* _Source passage_:
──────────

OK played abut a bit more with the PIC 16F877A and got most of the commands working for the VFO, dropping the dual VFO for the moment as think might have to go to dual PICs for that.

In the meantime looking at dsPIC capabilities and designed a first filter. 400Hz to 2.8KHz band width, using a P30F4013 (as have one!). This might go nowhere...

' Author M1KTA,
' Date/Time: 25/08/2009 13:36:28
' Device setup:
' Device name: P30F4013
' Device clock: 080.000000 MHz
' Sampling Frequency: 20000 Hz
' Filter setup:
' Filter kind: FIR
' Filter type: Bandpass filter
' Filter order: 20
' Filter window: Rectangular
' Filter borders:
' Wp1: 400 Hz
' Wp2: 2800 Hz

0xFD0A, 0x00D8, 0xFE5F, 0xF592, 0xEB3C, 0xE6EC,
0xEEB0, 0x0316, 0x1DE4, 0x3493, 0x3D71, 0x3493,
0x1DE4, 0x0316, 0xEEB0, 0xE6EC, 0xEB3C, 0xF592,
0xFE5F, 0x00D8, 0xFD0A)

──────────

* _Data rows_:
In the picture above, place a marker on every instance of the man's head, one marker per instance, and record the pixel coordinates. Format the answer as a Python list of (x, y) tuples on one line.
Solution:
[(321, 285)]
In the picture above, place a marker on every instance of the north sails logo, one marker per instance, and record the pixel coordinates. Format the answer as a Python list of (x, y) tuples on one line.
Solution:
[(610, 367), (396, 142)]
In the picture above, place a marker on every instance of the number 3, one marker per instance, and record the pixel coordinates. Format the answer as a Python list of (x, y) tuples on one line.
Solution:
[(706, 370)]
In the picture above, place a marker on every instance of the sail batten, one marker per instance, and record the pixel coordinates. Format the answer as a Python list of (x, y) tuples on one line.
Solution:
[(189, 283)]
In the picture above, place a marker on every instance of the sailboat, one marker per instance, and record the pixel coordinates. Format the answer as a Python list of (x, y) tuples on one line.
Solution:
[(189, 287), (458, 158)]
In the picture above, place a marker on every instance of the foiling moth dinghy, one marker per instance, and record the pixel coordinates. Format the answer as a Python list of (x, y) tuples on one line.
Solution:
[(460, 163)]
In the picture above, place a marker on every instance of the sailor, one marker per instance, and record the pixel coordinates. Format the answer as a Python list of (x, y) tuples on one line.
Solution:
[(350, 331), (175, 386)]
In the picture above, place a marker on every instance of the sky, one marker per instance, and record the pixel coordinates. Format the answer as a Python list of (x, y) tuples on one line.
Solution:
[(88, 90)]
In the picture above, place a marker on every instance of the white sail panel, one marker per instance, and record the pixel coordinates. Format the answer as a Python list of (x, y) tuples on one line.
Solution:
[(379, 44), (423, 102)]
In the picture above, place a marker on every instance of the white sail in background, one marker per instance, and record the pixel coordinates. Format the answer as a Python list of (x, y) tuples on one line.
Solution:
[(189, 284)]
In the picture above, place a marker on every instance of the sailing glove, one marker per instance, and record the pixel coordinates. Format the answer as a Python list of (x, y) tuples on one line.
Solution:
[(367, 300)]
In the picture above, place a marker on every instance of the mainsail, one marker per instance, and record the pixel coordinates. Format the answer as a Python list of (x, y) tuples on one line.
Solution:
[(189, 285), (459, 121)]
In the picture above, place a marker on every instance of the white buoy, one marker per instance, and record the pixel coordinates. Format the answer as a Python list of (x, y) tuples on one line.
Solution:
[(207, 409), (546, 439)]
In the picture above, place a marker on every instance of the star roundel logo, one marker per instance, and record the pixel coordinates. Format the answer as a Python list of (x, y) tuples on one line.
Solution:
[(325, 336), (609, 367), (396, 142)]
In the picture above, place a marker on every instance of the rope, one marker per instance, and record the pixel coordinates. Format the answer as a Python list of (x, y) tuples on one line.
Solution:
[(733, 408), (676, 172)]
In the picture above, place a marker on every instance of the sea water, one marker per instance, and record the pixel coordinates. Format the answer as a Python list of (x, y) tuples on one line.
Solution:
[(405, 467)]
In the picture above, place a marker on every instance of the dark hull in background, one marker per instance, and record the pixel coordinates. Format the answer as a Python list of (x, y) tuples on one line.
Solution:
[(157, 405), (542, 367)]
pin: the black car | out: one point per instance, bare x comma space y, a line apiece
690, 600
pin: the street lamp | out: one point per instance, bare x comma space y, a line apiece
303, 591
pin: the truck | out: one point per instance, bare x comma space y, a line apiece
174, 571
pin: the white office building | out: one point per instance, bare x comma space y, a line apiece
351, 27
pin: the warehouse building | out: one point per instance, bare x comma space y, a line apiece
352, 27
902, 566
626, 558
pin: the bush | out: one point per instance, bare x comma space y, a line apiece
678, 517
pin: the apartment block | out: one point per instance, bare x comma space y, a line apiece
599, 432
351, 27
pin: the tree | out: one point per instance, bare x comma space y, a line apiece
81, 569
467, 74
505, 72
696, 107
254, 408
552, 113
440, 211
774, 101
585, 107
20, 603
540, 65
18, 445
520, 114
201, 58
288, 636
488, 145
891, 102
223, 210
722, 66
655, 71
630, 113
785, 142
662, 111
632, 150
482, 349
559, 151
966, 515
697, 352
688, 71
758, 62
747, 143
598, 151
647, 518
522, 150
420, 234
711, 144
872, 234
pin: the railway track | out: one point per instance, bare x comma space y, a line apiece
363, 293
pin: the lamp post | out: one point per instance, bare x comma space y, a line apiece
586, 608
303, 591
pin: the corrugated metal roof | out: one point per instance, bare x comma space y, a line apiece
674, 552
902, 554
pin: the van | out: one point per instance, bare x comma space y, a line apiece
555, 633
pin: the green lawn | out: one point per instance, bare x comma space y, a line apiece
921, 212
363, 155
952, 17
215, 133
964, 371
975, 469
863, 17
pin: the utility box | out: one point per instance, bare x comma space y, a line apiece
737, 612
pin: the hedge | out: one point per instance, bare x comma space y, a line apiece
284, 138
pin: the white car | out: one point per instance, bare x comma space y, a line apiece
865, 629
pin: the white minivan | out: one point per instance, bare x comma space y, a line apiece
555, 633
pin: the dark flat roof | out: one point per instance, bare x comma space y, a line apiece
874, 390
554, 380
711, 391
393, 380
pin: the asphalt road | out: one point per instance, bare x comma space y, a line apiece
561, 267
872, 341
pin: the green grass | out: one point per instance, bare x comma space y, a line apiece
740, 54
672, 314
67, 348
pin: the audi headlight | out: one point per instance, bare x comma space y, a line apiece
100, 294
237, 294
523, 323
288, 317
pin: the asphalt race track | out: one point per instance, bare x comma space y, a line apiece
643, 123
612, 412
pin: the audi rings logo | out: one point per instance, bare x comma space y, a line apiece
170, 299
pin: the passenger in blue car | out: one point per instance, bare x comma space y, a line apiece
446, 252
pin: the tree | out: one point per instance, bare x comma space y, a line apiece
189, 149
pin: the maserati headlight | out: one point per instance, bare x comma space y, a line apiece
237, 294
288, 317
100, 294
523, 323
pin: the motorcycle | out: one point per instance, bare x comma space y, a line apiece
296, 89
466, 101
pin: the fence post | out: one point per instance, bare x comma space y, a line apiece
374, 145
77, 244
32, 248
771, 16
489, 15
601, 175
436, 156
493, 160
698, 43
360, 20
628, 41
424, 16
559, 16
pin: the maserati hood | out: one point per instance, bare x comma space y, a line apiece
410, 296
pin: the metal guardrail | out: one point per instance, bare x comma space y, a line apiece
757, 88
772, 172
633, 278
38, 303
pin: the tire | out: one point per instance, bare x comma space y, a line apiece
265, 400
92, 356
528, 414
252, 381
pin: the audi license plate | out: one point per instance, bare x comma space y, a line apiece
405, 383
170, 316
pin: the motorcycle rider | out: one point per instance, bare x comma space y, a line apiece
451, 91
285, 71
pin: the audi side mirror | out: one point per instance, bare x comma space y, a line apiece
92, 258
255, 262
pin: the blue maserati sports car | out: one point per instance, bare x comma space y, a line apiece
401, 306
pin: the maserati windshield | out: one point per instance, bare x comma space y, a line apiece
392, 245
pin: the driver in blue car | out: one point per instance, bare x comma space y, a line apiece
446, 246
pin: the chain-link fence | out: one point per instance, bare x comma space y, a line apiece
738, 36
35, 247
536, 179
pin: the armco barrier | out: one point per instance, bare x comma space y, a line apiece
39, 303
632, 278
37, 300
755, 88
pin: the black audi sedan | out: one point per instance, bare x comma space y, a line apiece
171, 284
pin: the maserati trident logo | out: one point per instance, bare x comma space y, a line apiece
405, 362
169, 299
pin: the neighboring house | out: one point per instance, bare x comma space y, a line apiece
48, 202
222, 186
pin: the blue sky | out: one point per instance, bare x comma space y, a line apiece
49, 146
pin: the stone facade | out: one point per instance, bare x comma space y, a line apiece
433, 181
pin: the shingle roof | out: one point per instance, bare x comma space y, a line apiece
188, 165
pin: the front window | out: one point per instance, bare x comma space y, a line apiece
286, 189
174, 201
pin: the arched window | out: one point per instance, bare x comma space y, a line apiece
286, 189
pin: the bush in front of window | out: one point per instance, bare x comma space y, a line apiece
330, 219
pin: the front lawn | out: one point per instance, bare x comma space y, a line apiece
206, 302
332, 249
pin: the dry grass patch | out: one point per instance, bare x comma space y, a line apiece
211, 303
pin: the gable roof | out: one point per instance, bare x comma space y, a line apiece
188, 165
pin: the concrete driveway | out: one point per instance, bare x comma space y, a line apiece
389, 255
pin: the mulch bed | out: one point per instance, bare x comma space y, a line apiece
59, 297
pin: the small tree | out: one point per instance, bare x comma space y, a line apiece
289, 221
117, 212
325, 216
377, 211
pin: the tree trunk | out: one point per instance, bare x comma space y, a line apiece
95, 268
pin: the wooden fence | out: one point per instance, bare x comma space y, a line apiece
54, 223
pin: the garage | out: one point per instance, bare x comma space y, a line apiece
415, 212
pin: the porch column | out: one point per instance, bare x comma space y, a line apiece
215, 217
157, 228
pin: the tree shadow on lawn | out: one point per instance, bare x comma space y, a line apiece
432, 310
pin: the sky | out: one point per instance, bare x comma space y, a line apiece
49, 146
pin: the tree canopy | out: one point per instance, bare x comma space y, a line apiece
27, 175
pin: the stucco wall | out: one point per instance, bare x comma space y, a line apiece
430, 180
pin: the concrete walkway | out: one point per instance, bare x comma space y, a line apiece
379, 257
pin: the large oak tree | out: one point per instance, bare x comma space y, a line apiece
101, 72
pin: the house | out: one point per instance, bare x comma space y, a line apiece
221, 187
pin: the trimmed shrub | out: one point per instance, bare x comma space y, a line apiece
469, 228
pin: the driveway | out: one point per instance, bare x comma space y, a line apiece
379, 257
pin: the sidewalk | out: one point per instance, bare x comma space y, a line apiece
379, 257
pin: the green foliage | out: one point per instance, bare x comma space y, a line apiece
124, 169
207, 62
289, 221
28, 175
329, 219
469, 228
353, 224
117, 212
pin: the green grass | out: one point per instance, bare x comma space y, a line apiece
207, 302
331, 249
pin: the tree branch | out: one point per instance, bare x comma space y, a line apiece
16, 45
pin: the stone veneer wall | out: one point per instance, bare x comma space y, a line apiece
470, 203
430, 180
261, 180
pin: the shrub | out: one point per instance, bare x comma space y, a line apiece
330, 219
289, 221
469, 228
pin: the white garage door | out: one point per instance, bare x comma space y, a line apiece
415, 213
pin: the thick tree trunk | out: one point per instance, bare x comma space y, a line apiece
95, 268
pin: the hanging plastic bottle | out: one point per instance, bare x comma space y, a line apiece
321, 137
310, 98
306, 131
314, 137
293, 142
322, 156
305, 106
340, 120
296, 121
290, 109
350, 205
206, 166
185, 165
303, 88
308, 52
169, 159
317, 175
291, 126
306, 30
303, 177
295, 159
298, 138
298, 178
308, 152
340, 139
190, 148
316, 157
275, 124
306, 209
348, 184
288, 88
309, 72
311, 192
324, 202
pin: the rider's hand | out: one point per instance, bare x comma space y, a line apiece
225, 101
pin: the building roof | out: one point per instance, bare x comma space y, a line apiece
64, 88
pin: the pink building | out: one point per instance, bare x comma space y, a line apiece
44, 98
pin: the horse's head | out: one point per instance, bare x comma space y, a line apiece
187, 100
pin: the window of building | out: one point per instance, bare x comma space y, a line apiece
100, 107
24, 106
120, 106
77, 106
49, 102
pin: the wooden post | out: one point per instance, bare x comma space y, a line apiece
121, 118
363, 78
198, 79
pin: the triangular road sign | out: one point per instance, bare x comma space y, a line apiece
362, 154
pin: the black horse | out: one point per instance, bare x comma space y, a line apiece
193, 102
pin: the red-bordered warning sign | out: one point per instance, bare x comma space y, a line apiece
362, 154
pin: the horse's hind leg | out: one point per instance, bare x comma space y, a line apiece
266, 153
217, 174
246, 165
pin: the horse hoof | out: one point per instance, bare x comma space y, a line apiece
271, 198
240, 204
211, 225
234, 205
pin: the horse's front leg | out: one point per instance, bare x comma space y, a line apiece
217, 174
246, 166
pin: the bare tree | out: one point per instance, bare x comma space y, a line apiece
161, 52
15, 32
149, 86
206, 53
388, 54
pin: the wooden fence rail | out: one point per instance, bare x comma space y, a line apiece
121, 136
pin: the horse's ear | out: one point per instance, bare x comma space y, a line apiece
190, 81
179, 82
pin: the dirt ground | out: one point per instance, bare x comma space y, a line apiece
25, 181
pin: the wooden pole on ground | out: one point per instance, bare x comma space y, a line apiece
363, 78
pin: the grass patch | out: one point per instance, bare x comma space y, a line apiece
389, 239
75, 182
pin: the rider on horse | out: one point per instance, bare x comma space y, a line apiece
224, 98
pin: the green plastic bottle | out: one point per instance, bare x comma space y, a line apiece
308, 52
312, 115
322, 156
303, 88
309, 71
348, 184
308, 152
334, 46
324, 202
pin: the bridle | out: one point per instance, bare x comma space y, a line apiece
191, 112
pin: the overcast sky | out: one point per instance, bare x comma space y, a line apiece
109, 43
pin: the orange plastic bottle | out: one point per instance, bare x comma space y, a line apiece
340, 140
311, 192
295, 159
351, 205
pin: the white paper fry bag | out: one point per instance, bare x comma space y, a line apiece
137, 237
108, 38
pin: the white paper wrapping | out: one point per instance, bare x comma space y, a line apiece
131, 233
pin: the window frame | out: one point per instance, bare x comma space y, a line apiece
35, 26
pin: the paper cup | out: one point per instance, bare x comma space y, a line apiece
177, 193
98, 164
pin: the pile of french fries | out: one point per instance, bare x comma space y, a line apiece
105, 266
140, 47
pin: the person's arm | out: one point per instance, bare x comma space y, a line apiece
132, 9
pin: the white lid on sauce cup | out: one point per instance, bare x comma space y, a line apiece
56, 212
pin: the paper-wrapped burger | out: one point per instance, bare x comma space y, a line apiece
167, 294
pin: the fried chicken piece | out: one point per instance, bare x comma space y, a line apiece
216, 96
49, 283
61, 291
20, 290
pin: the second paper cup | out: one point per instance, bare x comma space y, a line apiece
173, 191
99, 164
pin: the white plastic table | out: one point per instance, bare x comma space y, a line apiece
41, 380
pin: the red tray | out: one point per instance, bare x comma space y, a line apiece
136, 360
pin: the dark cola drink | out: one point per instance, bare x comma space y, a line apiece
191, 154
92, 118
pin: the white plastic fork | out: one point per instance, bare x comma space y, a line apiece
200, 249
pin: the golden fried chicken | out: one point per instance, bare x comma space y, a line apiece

──────────

* _Problems and tasks_:
A. What sampling frequency does the dsPIC filter post give for the filter setup?
B. Copy the dsPIC filter post word for word, starting at "OK played abut" and ending at "PICs for that.".

* _Worked solutions_:
A. 20000 Hz

B.
OK played abut a bit more with the PIC 16F877A and got most of the commands working for the VFO, dropping the dual VFO for the moment as think might have to go to dual PICs for that.